» Document passage:
>>>>>
Who is the Colorado Criminal Justice Reform Coalition?

Our mission is to reverse the trend of mass incarceration in Colorado. We are a coalition of nearly 7,000 individual members and over 100 faith and community organizations who have united to stop perpetual prison expansion in Colorado through policy and sentence reform.

Our chief areas of interest include drug policy reform, women in prison, racial injustice, the impact of incarceration on children and families, the problems associated with re-entry and stopping the practice of using private prisons in our state.

If you would like to be involved please go to our website and become a member.


Monday, February 16, 2009

Spiraling Prison Budgets

The Denver Post

Red ink-smeared budgets are pushing an array of states — Virginia, Kentucky, California, Alabama, Pennsylvania, North Carolina, South Carolina among them — to consider early release of hundreds, possibly thousands of convicted criminals. Colorado Gov. Bill Ritter even wants to close down two prisons.

As Josh Goodman writes in Governing magazine, "Budget crises have a way of making the politically impossible suddenly possible." Even more significant, though, may be a wave of reassessment, from localities to state governments to the U.S. Sentencing Commission, about the effectiveness of America's vast criminal justice enterprise.

A primary reason is the sheer magnitude of our incarceration rates.

We have placed one in 100 adults 18 and over behind bars, a nationwide prisoner total of 2.3 million. Probation and parole swell the total to 7.2 million Americans under some form of criminal justice system supervision.

Why should we be incarcerating more people than do such regimes as China or Russia? The costs are eye-popping — $50 billion a year to state and local governments, and $5 billion to the federal prison system.

And what does it say about our priorities (and our future) when at least five states — Connecticut, Delaware, Michigan, Oregon and Vermont — spend as much or more on corrections as they do on higher education?

In Florida, where the prison system has surpassed 100,000 inmates, the call for reassessment is coming not only from Gov. Charlie Crist and the Center for Florida Fiscal & Tax Reform, but from such top business organizations as Associated Industries of Florida, Enterprise Florida, Florida TaxWatch and the Florida Chamber of Commerce.

It makes more sense, the Florida reformers suggest, to shift nonviolent offenders from prison (where they cost the state at least $20,000 a year each) to community probation, work release or parole where they are required to pay their court costs and fines, make restitution to their victims, and perhaps most importantly, keep up their child support payments.

Last year Congress broke from its unthinking "law and order" attitudes of the last decades to approve — with "aye" votes by both Sens. Obama and Biden — the "Second Chance Act" authorizing major grants to states and localities to help rehabilitate former offenders.

"After 20 years of going down the 'tough-on-crime' road and seeing what it has wrought, we now know better," declared Rep. Bobby Scott, D-Va., one of the act's backers. President Bush signed the law but failed to fund it, a decision the Obama administration is expected to reverse.

The "burden of proof" on corrections has shifted in today's tough economic climate, says Adam Gelb, director of the Pew Center on the States' Public Safety Performance Project.
<<<<<
» Tasks to carry out:
- A) Reproduce the part of the criminal justice reform text that begins with "In Florida, where" and ends after "child support payments.".
- B) Continue the criminal justice reform text, starting after its final sentence.

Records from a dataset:
>>>>>
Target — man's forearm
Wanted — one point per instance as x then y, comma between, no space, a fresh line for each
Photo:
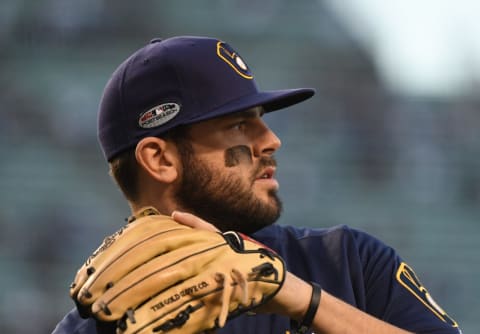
333,316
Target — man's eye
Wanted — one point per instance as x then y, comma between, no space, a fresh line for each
239,126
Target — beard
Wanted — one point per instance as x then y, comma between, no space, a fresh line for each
226,201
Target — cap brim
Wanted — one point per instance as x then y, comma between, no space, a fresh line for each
270,100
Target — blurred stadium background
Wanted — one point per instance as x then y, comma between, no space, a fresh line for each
390,144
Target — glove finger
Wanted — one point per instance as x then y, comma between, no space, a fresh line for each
155,276
190,307
204,293
124,256
121,240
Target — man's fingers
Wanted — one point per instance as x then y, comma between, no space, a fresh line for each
193,221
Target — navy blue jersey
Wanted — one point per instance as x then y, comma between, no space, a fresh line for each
347,263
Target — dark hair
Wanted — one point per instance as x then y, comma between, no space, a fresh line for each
124,167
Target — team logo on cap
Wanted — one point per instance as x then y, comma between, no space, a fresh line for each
158,115
233,59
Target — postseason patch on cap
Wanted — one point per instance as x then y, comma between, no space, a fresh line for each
233,59
158,115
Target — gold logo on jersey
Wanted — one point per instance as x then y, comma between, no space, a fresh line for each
233,59
409,280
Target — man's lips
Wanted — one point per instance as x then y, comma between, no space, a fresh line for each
267,173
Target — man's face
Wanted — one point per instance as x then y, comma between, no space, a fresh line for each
228,178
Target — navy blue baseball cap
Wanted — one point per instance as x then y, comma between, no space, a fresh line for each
178,81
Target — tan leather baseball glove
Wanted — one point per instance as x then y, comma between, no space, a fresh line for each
158,276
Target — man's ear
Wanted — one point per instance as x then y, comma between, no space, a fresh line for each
158,158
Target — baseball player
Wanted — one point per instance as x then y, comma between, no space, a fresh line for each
180,124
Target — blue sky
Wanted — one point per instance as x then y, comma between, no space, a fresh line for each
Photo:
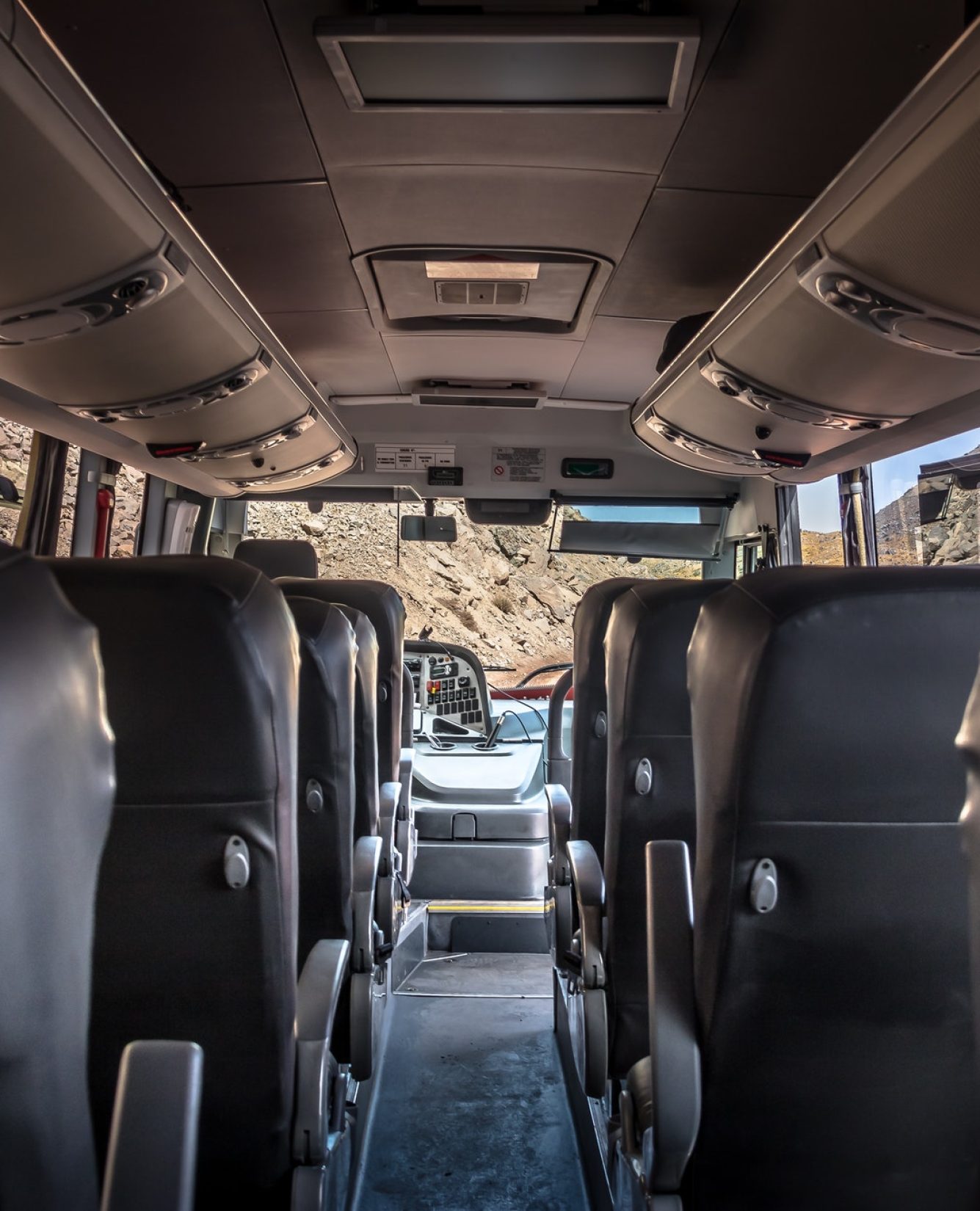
892,477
<<<<<
» Expected outputs:
- A)
In Florida, where the prison system has surpassed 100,000 inmates, the call for reassessment is coming not only from Gov. Charlie Crist and the Center for Florida Fiscal & Tax Reform, but from such top business organizations as Associated Industries of Florida, Enterprise Florida, Florida TaxWatch and the Florida Chamber of Commerce.

It makes more sense, the Florida reformers suggest, to shift nonviolent offenders from prison (where they cost the state at least $20,000 a year each) to community probation, work release or parole where they are required to pay their court costs and fines, make restitution to their victims, and perhaps most importantly, keep up their child support payments.

- B)
For decades, the dominant case was that more prison cells were the best way to protect citizens against crime — indeed, anything short of prison was denigrated as "soft."

But now, beyond the cascading costs, says Gelb, "there's mounting evidence we have passed the point of diminishing returns for new prisons — indeed, the more people we lock up, the less we get for it in public safety." But if we "can't build our way to public safety," Gelb notes, there are huge gains to be had in community corrections.

He's referring to more thoughtful probation and parole systems, drug courts, transition centers and the like. "If we shift some of the funding from prisons to community corrections, we could spend less and have less crime," he insists.

But it won't work unless the community corrections are well planned and adequately funded. One reason parole and probation now so often flounder, fueling high recidivism rates, is that enforcement officers tend to hunker down in large, centrally located headquarters, failing to get into and know the communities and situations offenders live in.

7 comments:

Anonymous said...

Many inmates meet the Parole Board at least three times before they are finally set back to their Mandatory Release Dates (MRD). The Parole Board appears to want to keep the inmates locked up.

In the Fremont Correctional Facility (FCF) there are 600 inmates on the waiting list for the Sex Offender Treatment Program (SOTP) -- of those 600, 14 are enrolled in the SOTP EVERY OTHER MONTH. Inmates who have not been convicted of a sex offense in a court of law have been labeled as sex offenders by the DOC after a "hearing" by DOC employees. These inmates cannot be paroled until they complete Phase One and Phase Two of the SOTP! Remember, 600 on the waiting list with 14 enrolled in the SOTP every other month!

DOC needs to stop labeling inmates as sex offenders unless they have been convicted of a sex offense.

The State law changed in Colorado on July 1, 2008 so that inmates who have not been convicted of a sex offense cannot be labeled as a sex offender without a hearing in DOC led by a licensed attorney -- however, the law does not affect those who are already in the system.

The 600 people on the waiting list in Fremont are in addition to any other inmates in the DOC system in other facilities. If an inmate is on the waiting list, that inmate can be "bumped" to allow someone who has an earlier MRD so the list never really decreases.

Colorado residents should rise up against this system. Write to Ari Zavaras at DOC Headquarters at 2864 South Circle, Colo Spgs, CO 80906 or call him at 719-579-9580 or call Peggy Heil who is the Program Manager for DOC. Her office is in the Arrowhead Prison. Her direct line is 719-269-5653 or the main number to Arrowhead is 719-269-5002. We need to take control of the finances for the State of Colorado because our state employees and elected officials can't seem to do it!

Anonymous said...

"The Parole Board appears to want to keep the inmates locked up."

Give me a break. These people have been proven guilty. Why release them early. It's not fair to the general public and in many cases their victims.

Anonymous said...

To get parole the inmate must confess there so called crimes to parole board and then if they ever get to there MRD date they still have to serve three more years of mandatory parole. This is the most crooked unfair system in the world. Coloreado has about 8500 people hanging in limbo, who are being institutionalized, (slavery) so the state can get there federal payments for all the numbers, (inmates) they control.Meantime there destroying the future of the inmate, plus there familys. Colorado legislature created mandatory parole and also the statute allowing DOC to suck 20% out of every dollar a family member sends to the inmate relative. DOC needs to be audited to show how much money they get in kickbacks from phone service, the canteens they provide and also all the money they take in from all the slave labor they use.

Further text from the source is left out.